Data in this exercise Block Start

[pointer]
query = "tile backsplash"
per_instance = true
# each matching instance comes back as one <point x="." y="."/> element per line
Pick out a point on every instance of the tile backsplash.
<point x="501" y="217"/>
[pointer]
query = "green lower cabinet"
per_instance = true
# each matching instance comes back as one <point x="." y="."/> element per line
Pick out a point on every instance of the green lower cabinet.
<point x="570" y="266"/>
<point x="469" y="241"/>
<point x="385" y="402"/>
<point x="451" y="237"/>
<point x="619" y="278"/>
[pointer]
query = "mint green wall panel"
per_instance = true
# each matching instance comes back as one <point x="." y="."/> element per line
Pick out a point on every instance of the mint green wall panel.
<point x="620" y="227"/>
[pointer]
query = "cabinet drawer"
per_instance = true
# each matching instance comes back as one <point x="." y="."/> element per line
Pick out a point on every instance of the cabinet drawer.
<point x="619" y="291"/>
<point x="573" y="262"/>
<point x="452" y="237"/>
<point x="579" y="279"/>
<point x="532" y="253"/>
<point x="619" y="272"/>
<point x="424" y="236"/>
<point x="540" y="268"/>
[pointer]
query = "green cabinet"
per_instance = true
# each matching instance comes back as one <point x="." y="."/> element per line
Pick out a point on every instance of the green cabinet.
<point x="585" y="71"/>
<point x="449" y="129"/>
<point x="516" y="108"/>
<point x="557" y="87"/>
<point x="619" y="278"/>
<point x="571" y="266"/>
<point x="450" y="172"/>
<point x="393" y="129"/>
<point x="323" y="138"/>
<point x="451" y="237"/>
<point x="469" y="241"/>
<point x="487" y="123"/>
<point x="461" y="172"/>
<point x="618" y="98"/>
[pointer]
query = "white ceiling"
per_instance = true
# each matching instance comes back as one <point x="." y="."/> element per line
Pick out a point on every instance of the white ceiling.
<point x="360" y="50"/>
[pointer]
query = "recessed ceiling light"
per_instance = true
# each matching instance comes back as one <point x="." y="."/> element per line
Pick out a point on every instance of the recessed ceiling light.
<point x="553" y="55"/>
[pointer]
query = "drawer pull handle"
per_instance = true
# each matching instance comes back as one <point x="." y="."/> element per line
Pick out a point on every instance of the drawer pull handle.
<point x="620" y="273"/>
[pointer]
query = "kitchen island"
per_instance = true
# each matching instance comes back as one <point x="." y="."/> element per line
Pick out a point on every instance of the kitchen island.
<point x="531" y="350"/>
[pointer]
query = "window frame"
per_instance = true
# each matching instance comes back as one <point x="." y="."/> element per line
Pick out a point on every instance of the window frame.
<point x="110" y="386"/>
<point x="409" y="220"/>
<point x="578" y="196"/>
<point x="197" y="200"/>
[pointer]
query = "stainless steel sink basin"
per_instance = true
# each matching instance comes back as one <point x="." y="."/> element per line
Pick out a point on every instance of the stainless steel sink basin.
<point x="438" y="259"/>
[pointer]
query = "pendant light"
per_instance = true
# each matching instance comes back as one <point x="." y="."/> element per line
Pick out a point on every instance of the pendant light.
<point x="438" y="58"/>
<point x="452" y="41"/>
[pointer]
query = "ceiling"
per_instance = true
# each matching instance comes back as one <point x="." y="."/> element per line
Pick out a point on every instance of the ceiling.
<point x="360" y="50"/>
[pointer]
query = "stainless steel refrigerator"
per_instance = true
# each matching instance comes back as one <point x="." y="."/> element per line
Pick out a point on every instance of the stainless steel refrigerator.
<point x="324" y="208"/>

Data in this exercise Block End

== Task requirements ==
Transcribe each record exactly. Leave nothing out.

== Solution ==
[pointer]
query = "tile backsplash"
per_instance = true
# each matching instance comes back as one <point x="." y="."/> element per line
Pick out a point on every instance of the tile backsplash.
<point x="501" y="217"/>
[pointer]
query = "green lower cabinet"
per_instance = true
# each matching instance comes back as one <point x="." y="."/> element per line
Pick out a point on every instance of the green lower cabinet.
<point x="570" y="266"/>
<point x="469" y="241"/>
<point x="385" y="402"/>
<point x="451" y="237"/>
<point x="619" y="278"/>
[pointer]
query = "mint green wall panel"
per_instance = true
# each matching instance comes back as one <point x="." y="."/> element per line
Pick out a point on every instance of the mint green wall panel.
<point x="620" y="227"/>
[pointer]
query = "cabinet drawer"
per_instance = true
# each matching instance comes back as one <point x="." y="."/> element per line
Pick out a point on every instance of the cabinet drawer.
<point x="619" y="291"/>
<point x="573" y="262"/>
<point x="452" y="237"/>
<point x="579" y="279"/>
<point x="532" y="253"/>
<point x="619" y="272"/>
<point x="424" y="236"/>
<point x="540" y="268"/>
[pointer]
query = "green cabinet"
per_instance = true
# each matching instance comes back as one <point x="." y="."/> element per line
Pick out a point on every instance of the green cabinet.
<point x="585" y="71"/>
<point x="449" y="129"/>
<point x="516" y="108"/>
<point x="557" y="87"/>
<point x="619" y="278"/>
<point x="571" y="266"/>
<point x="450" y="172"/>
<point x="393" y="129"/>
<point x="323" y="138"/>
<point x="451" y="237"/>
<point x="469" y="241"/>
<point x="487" y="123"/>
<point x="461" y="172"/>
<point x="618" y="98"/>
[pointer]
query = "white ceiling"
per_instance = true
# each matching instance comes back as one <point x="." y="."/> element per line
Pick out a point on every instance of the white ceiling.
<point x="360" y="50"/>
[pointer]
query = "recessed ceiling light"
per_instance = true
# each matching instance comes back as one <point x="." y="."/> element per line
Pick out a point on every instance of the recessed ceiling light.
<point x="553" y="55"/>
[pointer]
query = "drawer pull handle"
per_instance = true
# each matching instance comes back as one <point x="." y="."/> element per line
Pick out a point on every instance of the drawer pull handle.
<point x="620" y="273"/>
[pointer]
query = "kitchen island"
per_instance = true
# each matching instance comes back as one <point x="." y="."/> element per line
Pick out a point on every instance of the kitchen island.
<point x="531" y="350"/>
[pointer]
query = "window frame"
per_instance = true
# each matching instance comes back as one <point x="." y="."/> element per line
Pick out a point on every instance of the window frame.
<point x="110" y="386"/>
<point x="409" y="220"/>
<point x="578" y="196"/>
<point x="197" y="200"/>
[pointer]
query = "stainless steel sink basin"
per_instance = true
# each matching instance comes back as one <point x="." y="."/> element per line
Pick out a point on every instance of the stainless steel sink basin.
<point x="438" y="259"/>
[pointer]
query = "pendant light"
per_instance = true
# each matching instance comes back as one <point x="." y="."/> element per line
Pick out a point on every instance of the pendant light.
<point x="438" y="58"/>
<point x="452" y="41"/>
[pointer]
query = "ceiling"
per_instance = true
# each matching instance comes back as one <point x="." y="."/> element per line
Pick out a point on every instance of the ceiling.
<point x="360" y="50"/>
[pointer]
query = "stainless steel refrigerator"
per_instance = true
# each matching instance comes back as one <point x="." y="."/> element per line
Pick out a point on every instance of the stainless steel refrigerator.
<point x="324" y="208"/>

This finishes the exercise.